** Start Records for this exercise **
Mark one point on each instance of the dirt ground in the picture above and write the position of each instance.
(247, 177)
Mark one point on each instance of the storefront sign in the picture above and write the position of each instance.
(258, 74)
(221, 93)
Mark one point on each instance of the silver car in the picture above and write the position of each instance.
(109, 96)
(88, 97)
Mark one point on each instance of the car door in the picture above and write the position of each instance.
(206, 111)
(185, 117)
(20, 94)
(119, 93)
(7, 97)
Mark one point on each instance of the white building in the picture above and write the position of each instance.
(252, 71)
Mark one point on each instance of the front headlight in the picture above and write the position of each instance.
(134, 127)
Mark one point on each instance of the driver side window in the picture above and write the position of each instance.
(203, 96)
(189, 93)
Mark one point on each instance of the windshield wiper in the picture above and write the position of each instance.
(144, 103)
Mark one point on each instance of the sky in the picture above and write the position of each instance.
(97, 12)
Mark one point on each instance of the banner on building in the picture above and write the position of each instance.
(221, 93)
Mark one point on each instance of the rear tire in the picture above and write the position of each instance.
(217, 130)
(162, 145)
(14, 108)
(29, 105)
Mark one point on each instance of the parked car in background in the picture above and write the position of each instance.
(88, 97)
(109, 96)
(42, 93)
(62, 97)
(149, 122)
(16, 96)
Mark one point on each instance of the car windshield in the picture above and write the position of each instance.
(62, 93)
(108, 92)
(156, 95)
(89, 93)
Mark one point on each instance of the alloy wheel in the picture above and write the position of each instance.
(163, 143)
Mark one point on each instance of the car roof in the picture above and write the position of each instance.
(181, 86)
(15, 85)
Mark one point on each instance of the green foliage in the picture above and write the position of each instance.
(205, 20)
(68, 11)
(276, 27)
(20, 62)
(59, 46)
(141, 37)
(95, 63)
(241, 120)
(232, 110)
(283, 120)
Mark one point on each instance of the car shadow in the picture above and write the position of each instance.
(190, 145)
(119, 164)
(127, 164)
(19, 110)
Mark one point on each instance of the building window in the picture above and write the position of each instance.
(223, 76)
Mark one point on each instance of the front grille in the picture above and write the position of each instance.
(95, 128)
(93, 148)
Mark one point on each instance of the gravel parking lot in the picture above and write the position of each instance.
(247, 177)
** End Records for this exercise **
The task | Copy the material word for word, starting at the line that contains "Mark one point on each instance of the alloy" and continuing through the end of the material, with that first line included.

Solution for this exercise |
Mark one point on each instance of the alloy wheel in the picture above and write the position of each instance.
(163, 143)
Mark one point on each instance of the car roof in the picture above and write the position of each instance.
(181, 86)
(15, 85)
Mark one point on each instance of the green foliage in the picture above and write the position of each instance.
(205, 20)
(68, 11)
(276, 27)
(20, 62)
(59, 46)
(141, 37)
(95, 63)
(241, 120)
(232, 110)
(283, 120)
Mark one point on each instance of the car shadow in the picture above and write the position of each instance.
(190, 145)
(119, 164)
(127, 164)
(19, 110)
Mark one point on each instance of the building window in the picture above and write the position of each instance.
(223, 76)
Mark one point on each instance of the front grille in the picture above and write the position of each instance.
(95, 128)
(93, 148)
Mark one point on each instance of the gravel parking lot in the picture above and write the position of each instance.
(247, 177)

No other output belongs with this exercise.